UNIT 2
General principles of the law of contract
Concept of a Contract
A contract is an agreement which creates an obligation or obligations between the parties to
the agreement
The basic features of a contract include:
agreement as the basis of a contract
only agreements which create a legally binding obligation or obligations
there must be at least two parties to a contract
only persons privy to a contract are bound by it.
Section 1 of the Consumer Protection Act 68 of 2008:
‘‘agreement’’ means an arrangement or understanding between or among two or more
parties that purports to establish a relationship in law between or among them.
Concept of Legal Obligation:
An obligation consists of a right and a corresponding duty.
Legally, an obligation is a legal bond between two persons of which one person is bound
by law to render a performance to or for the other person.
In other words the debtor has a duty to render performance and the creditor has a right
to receive it.
A contract may create either of the two obligations namely unilateral obligation or
bilateral obligation.
Unilateral obligations
are those where one party only has rights in terms of the contract while the other only
has duties (however, both must still agree).

= = = = = = =

• **EXERCISE TASKS**
1/ In the contract law notes, shorten the paragraph beginning "The basic features of a contract include:" into a single sentence that keeps all four features.
2/ According to the contract law notes, which statute's Section 1 defines "agreement"?
3/ Carry on the contract law notes from the point where they stop.
The material after this point is not needed.

• **SOURCE EXCERPT**
= = = = = = =

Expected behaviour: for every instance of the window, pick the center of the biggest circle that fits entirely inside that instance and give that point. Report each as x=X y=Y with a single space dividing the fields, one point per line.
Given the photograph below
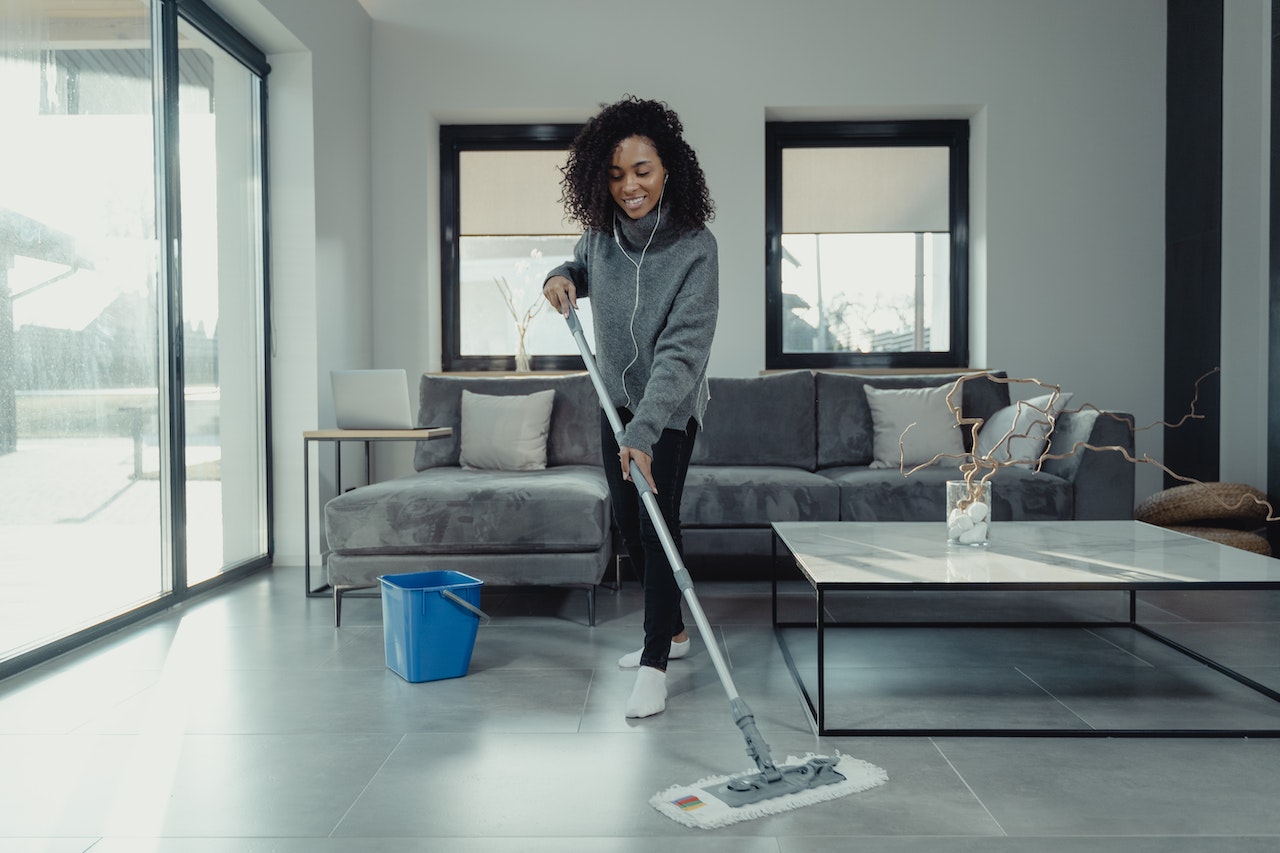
x=867 y=243
x=502 y=229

= = = = = = =

• **RESULTS FOR EACH TASK**
1/ A contract is based on agreement, must create at least one legally binding obligation, requires at least two parties, and binds only the persons privy to it.

2/ The Consumer Protection Act 68 of 2008.

3/
E.g: Stéfan donates R1000 to a local church.
Bilateral obligation
requires both parties to a contract to perform an action.
With bilateral obligations, both parties have rights and duties.
E.g: Abel and Bongi enter into a contract for the sale of Abel’s laptop to Bongi for R3000.
This contract creates two obligations, namely:
, Abel has the duty to deliver the laptop to Bongi, and Bongi has the right to receive the
laptop from Abel.
Abel is therefore the debtor for this obligation, and Bongi is the creditor.
Bongi has the duty to pay Abel R3000, and Abel has the right to receive the payment
from Bongi.
Bongi is therefore the debtor for this obligation, and Abel is the creditor.
Foundations of contract law
1. Freedom of contract
2. Sancity of contract
3. Good faith
4. Privity contract
Freedom of Contract
The freedom of individuals to enter into contracts with one another, on the terms that
they choose, without interference from the state
Sanctity of Contract (pacta sunt servanda)
Parties to a contract must comply with the terms of the contract
Good Faith (bona fides)
Parties to a contract must behave honestly and fairly
Privity of Contract
Rights created under a contract are enforceable only against the parties to the contract.
Theories of contract
1. Will
2. Declaration
3. Reliance
The consensual/will theory (subjective)
In terms of this theory, the parties are bound by a contract because they intended to be
bound to it.
They have freely chosen (out of their own will) to be bound to their agreement, and so
the law respects their choice by enforcing the contract.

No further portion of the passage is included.